* START *

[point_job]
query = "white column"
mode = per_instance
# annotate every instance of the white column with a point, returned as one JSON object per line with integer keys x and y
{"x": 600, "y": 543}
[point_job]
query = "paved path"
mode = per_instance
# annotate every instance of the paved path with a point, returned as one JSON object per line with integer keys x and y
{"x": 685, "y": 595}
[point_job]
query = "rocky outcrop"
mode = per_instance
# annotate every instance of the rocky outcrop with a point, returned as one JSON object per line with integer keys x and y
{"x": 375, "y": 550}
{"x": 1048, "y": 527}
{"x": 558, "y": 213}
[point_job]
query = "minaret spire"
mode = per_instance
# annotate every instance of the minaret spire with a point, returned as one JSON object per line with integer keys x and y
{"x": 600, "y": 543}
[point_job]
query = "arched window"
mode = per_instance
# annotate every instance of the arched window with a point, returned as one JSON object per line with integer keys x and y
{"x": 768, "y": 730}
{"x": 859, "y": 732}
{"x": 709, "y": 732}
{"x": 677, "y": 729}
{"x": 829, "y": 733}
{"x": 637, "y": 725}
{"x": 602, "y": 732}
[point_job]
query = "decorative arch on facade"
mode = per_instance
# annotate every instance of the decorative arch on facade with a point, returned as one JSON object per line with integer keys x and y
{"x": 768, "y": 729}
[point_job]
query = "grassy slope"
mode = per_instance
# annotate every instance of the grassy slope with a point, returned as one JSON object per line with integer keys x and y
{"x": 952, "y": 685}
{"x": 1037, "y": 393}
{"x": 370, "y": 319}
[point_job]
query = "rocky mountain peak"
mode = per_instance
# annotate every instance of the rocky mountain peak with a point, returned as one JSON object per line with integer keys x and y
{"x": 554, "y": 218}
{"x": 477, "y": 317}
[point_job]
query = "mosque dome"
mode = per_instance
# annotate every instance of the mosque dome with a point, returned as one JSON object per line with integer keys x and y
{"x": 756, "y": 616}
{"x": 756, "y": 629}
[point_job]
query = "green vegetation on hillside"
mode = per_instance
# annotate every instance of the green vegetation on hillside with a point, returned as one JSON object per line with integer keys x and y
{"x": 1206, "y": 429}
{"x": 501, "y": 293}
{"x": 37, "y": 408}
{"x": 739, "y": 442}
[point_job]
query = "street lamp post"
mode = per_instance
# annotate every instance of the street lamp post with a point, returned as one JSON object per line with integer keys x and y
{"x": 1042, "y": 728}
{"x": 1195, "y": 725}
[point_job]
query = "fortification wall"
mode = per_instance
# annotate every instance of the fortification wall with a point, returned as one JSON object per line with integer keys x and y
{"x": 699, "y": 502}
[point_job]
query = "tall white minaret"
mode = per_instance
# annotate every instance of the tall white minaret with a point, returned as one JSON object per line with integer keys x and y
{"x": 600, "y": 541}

* END *

From the records above, extract each line exactly as shown.

=== EXPECTED ANSWER ===
[point_job]
query = "white column"
mode = per_instance
# annotate every instance of the white column with a point, returned as one JSON object per line with integer keys x and y
{"x": 600, "y": 543}
[point_job]
query = "paved path"
mode = per_instance
# annotate every instance of the paved path with a point, returned as one JSON object per line with integer keys x and y
{"x": 685, "y": 595}
[point_job]
query = "rocky outcrop"
mode = per_instance
# annotate every instance of the rocky outcrop with a point, returned as one JSON object per line with integer keys x and y
{"x": 375, "y": 550}
{"x": 1048, "y": 527}
{"x": 558, "y": 213}
[point_job]
query = "minaret spire"
mode = per_instance
# annotate every instance of the minaret spire with a point, returned as one JSON object per line with integer keys x and y
{"x": 600, "y": 543}
[point_job]
query = "arched window"
mode = per_instance
# annotate every instance of the arched window with a point, returned as one JSON object per line with integer keys x and y
{"x": 768, "y": 730}
{"x": 859, "y": 732}
{"x": 709, "y": 732}
{"x": 677, "y": 729}
{"x": 829, "y": 733}
{"x": 637, "y": 725}
{"x": 602, "y": 732}
[point_job]
query = "decorative arch on facade"
mode = per_instance
# annotate every instance of the decorative arch on facade with a point, returned as one JSON object per line with integer keys x and y
{"x": 768, "y": 729}
[point_job]
query = "grassy slope"
mode = per_instance
# annotate every instance of the grassy slope with a point, returned as one JSON object per line with integer keys x and y
{"x": 952, "y": 685}
{"x": 1037, "y": 393}
{"x": 370, "y": 319}
[point_job]
query = "rocky mountain peak"
mode = per_instance
# annotate every instance of the rocky mountain peak with a point, returned as one JSON object per line with integer keys x and y
{"x": 554, "y": 218}
{"x": 477, "y": 317}
[point_job]
query = "mosque dome"
mode = per_instance
# annotate every instance of the mosque dome with a point, returned as one JSON object per line with integer keys x and y
{"x": 756, "y": 616}
{"x": 756, "y": 629}
[point_job]
query = "green vegetation on hillside"
mode = per_instance
# annotate every instance of the green vegetation on hillside with a point, returned as one JSON object per line with integer keys x and y
{"x": 1206, "y": 429}
{"x": 501, "y": 293}
{"x": 37, "y": 408}
{"x": 739, "y": 442}
[point_job]
query = "street lamp post"
mode = per_instance
# annotate every instance of the street lamp post with a point, returned as one JSON object per line with integer keys x and y
{"x": 1042, "y": 728}
{"x": 1195, "y": 725}
[point_job]
query = "fortification wall"
mode = per_instance
# annotate every instance of the fortification wall with a point, returned as one JSON object per line with integer keys x and y
{"x": 699, "y": 502}
[point_job]
query = "tall white minaret"
mode = per_instance
# annotate every instance of the tall white minaret with a point, returned as one JSON object per line with integer keys x and y
{"x": 600, "y": 541}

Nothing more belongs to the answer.